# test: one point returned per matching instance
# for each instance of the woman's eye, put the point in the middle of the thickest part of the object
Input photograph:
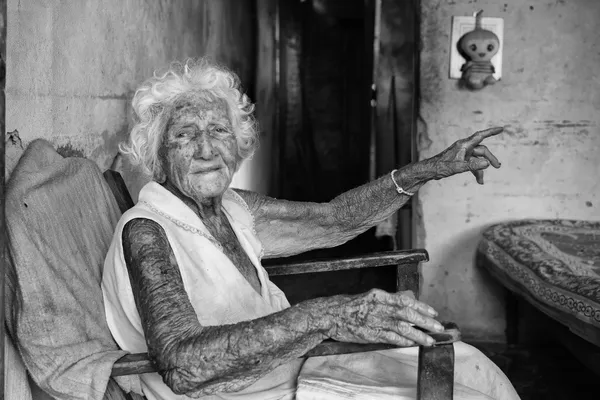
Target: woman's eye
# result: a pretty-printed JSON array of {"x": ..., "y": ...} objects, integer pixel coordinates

+ + + +

## TASK DETAILS
Each line of the listing is to be retyped exactly, and its pictures are to be dropped.

## FINAL ANSWER
# test: one point returned per matching instance
# for each instance of the woman's eye, put the point in the middle of the thickest part of the object
Input photograph:
Target: woman's eye
# result: a pretty-printed JSON array of {"x": ..., "y": ...} objects, integer pixel coordinates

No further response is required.